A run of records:
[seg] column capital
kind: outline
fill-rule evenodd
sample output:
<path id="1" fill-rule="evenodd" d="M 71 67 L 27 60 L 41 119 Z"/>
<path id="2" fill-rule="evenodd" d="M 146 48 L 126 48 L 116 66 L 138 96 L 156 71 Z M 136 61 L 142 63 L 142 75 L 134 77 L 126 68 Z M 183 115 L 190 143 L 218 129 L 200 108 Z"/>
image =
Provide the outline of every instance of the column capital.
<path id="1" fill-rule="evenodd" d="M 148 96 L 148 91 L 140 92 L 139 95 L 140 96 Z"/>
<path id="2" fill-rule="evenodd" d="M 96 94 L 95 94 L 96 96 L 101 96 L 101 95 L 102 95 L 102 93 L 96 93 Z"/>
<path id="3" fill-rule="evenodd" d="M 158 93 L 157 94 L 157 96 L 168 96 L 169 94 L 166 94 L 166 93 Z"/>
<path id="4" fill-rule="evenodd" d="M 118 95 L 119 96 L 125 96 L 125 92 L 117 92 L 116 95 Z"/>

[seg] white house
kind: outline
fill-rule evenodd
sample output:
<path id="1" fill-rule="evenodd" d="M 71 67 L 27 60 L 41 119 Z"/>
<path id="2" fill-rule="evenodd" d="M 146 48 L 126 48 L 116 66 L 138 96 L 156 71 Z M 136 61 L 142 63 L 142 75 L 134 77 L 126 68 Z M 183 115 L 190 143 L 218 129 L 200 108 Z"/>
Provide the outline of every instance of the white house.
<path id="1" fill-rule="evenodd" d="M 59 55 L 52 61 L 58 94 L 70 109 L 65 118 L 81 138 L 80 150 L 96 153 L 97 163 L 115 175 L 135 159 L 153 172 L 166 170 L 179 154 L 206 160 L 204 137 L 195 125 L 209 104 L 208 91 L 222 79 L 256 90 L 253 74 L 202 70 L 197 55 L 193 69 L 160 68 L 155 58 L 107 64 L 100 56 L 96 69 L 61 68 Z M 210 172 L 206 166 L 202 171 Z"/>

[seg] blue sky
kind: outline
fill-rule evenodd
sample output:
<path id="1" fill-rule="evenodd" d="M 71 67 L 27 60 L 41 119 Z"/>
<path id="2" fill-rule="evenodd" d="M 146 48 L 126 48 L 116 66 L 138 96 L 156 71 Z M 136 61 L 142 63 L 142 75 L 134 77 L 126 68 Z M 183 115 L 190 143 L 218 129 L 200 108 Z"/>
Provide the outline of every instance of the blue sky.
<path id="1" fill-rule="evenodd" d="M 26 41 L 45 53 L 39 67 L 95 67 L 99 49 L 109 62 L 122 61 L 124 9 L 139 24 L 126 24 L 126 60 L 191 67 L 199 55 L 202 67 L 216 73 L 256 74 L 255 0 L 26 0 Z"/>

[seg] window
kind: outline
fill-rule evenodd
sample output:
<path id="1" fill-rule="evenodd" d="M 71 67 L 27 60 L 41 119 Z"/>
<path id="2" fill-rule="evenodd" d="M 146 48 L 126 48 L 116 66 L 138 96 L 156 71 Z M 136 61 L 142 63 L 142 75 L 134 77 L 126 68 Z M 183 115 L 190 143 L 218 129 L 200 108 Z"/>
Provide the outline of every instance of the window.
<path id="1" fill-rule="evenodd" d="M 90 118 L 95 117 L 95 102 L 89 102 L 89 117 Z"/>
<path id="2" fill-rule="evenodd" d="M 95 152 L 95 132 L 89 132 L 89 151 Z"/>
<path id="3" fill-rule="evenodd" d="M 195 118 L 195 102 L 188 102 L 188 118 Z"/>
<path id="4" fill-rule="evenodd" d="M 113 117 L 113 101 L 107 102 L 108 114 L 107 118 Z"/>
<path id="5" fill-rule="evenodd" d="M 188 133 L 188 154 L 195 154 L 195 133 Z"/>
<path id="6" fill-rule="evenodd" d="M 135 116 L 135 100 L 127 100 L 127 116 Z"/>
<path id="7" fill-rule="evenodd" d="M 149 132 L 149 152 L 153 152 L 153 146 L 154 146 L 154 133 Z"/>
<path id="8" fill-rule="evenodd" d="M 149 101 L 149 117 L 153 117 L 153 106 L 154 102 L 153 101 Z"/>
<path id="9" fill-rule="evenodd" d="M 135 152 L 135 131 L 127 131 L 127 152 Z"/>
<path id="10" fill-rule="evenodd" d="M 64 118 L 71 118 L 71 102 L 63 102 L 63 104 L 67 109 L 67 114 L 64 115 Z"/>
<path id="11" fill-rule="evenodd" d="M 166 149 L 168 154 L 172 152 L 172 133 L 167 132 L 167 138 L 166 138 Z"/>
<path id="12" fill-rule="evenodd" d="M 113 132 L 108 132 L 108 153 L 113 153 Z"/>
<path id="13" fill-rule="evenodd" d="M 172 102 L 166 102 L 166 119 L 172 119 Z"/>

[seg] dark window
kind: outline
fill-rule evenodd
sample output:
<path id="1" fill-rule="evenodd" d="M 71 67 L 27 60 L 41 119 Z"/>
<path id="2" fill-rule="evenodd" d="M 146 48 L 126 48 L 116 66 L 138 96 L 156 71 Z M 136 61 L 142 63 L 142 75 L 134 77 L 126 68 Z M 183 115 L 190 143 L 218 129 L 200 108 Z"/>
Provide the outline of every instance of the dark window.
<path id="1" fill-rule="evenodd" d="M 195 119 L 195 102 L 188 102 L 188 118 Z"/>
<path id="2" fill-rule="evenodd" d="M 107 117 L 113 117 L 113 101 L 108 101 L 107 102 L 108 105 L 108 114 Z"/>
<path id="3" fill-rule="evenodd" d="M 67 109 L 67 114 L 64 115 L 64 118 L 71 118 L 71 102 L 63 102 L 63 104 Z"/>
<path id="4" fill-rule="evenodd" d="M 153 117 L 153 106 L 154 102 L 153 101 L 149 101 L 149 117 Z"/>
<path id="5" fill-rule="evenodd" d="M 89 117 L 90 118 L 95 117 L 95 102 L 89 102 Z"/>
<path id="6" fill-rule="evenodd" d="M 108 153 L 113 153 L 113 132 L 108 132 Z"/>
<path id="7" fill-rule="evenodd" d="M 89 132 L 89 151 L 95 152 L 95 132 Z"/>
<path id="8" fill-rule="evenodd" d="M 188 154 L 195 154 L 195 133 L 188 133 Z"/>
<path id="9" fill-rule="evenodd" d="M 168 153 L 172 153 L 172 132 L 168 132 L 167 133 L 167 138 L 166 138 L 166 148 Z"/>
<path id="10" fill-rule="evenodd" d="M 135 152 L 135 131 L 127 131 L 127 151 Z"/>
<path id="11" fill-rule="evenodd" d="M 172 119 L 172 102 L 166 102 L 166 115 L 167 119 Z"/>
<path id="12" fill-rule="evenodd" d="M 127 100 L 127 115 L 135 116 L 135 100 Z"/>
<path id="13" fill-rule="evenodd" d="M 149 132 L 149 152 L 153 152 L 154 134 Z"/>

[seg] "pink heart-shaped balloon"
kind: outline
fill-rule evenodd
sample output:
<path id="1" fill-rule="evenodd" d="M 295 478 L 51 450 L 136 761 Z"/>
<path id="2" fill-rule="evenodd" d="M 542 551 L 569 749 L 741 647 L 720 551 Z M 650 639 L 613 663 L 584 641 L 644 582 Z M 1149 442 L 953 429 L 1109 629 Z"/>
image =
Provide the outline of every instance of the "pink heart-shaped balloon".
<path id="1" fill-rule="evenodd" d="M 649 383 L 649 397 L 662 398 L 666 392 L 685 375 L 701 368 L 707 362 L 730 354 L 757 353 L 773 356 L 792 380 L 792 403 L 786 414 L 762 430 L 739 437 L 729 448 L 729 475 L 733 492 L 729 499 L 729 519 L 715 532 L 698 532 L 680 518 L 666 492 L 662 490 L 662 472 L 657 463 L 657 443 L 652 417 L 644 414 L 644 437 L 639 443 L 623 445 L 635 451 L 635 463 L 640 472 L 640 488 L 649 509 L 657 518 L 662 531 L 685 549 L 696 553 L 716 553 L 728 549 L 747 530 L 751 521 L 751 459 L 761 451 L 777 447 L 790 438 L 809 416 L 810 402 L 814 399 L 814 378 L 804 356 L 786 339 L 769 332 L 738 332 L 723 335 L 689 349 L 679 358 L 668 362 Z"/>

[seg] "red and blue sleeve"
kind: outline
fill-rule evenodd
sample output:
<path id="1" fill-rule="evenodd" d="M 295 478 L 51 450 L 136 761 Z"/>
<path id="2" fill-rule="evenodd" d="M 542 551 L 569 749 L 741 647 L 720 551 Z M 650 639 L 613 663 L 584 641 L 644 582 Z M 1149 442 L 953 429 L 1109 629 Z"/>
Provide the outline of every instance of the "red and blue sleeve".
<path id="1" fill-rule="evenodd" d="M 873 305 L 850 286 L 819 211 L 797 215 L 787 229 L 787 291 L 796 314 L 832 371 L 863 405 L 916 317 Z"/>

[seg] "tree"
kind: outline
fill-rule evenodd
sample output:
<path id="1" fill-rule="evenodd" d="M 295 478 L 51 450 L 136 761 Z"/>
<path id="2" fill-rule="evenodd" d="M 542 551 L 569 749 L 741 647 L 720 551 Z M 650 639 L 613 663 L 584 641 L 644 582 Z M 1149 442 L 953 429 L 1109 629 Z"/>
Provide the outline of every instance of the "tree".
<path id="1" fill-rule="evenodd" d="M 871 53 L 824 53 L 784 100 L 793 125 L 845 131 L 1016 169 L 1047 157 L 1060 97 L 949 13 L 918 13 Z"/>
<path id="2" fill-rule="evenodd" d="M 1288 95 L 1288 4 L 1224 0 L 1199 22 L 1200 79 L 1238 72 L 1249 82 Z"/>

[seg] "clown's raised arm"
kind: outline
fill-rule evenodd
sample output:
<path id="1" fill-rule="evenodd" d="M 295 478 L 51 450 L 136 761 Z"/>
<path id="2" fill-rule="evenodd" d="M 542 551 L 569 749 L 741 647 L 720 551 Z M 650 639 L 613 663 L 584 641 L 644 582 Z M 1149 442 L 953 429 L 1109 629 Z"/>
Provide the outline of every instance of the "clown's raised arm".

- _Task goal_: Turn the part of the listing that runs from its start through the line containing "118 95 L 119" into a JSON list of strings, one string per line, leaving out blank lines.

- _Solution_:
[
  "[seg] column capital",
  "kind: outline",
  "fill-rule evenodd",
  "sample output:",
  "<path id=\"1\" fill-rule=\"evenodd\" d=\"M 71 67 L 27 60 L 41 119 Z\"/>",
  "<path id=\"2\" fill-rule=\"evenodd\" d=\"M 146 48 L 126 48 L 116 66 L 138 96 L 156 71 Z M 136 61 L 142 63 L 142 75 L 134 77 L 126 68 Z M 183 115 L 190 143 L 218 129 L 200 108 Z\"/>",
  "image =",
  "Provide the outline of every instance of the column capital.",
  "<path id=\"1\" fill-rule=\"evenodd\" d=\"M 148 96 L 148 91 L 140 92 L 139 95 L 140 96 Z\"/>",
  "<path id=\"2\" fill-rule=\"evenodd\" d=\"M 96 94 L 95 94 L 96 96 L 101 96 L 101 95 L 102 95 L 102 93 L 96 93 Z\"/>",
  "<path id=\"3\" fill-rule=\"evenodd\" d=\"M 158 93 L 157 94 L 157 96 L 168 96 L 169 94 L 166 94 L 166 93 Z\"/>",
  "<path id=\"4\" fill-rule=\"evenodd\" d=\"M 118 95 L 119 96 L 125 96 L 125 92 L 117 92 L 116 95 Z\"/>"
]